Tuesday, October 03, 2006

The four sins...

Optimism about the future of Iraq has obviously decreased whether among Iraqis or their allies and conditions are seemingly taking a steep slope down to the worse.

There's a growing feeling here in Iraq and especially in Baghdad that things were much better say a year after the liberation than they are now.

How did this deterioration happen? For example when it comes to security…violence is increasing although the Iraqi police and army are steadily growing!
Moreover, chances for major reconstruction and economic development look poor amidst all the corruption and violence.
The people, in spite of their courage in challenging the extraordinary rough conditions and their amazing patience cannot afford now to pay attention for much beyond their personal safety and the people's concerns about their survival are increasingly replacing hopes and ambitions.

I want after this introduction to illustrate the reasons behind this grim reality.
Those reasons are numerous; local, regional and international, so in this post I will begin to identify the local Iraqi reasons and I will list them according to electoral weight of powers in question and their share of responsibility.
I will be talking only about leaderships, not the people because the latter expressed their choices in a civilized way but the leaderships led us to this unpleasant situation through a number of mistakes that I'm going to list one by one…

First is Sunni stupidity: The Sunni leaderships fell in the gravest mistakes the day they adopted the pan-Arab Baathist ideology of the past regime and stuck to the Saddamist ways without any consideration for the changes in the world in general and in Iraq in particular.

Sunni leaders dragged the Sunni body into a confrontation with a superpower and with other components of the Iraqi people, and happened despite the fact that Sunni communities hardly fired a bullet at the allied forces back during OIF and made an unconditional surrender.
The leaderships did not use the position to make something good out of it but instead used the collapsed organizations of the past regime to swim against the current in a suicidal stupid move blessed by Arab regimes awed by the fall of the idol.
########
- **Assignment**
Rewrite the paragraph of the post on Iraq's decline beginning "How did this deterioration happen?" as a short list, keeping its main facts. The material that follows is not needed to understand the post.
########
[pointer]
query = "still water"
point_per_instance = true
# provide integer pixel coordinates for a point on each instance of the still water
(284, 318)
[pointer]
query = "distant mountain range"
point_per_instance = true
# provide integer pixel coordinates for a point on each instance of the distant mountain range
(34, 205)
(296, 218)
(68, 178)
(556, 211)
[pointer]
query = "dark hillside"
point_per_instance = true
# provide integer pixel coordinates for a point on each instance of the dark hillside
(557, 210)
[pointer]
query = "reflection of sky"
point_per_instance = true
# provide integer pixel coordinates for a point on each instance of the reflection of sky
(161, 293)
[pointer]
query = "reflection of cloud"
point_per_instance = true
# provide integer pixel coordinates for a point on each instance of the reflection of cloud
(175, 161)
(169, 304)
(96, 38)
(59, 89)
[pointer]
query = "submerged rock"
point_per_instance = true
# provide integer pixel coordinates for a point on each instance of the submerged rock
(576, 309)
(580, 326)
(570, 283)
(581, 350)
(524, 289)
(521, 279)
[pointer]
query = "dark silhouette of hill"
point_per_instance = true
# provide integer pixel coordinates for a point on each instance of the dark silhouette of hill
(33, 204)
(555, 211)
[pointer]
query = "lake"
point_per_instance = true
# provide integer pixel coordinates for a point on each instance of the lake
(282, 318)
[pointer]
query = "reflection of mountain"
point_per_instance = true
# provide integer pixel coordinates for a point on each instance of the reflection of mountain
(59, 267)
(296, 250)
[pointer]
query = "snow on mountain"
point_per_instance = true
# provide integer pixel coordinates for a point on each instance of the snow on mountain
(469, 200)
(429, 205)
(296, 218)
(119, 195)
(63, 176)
########
- **Task result**
- Security: violence is increasing even though the Iraqi police and army are steadily growing.
- Economy: corruption and violence make the chances for major reconstruction and economic development look poor.
- The people: despite their courage and patience, they can now attend to little beyond their personal safety, and concerns about survival are increasingly replacing hopes and ambitions.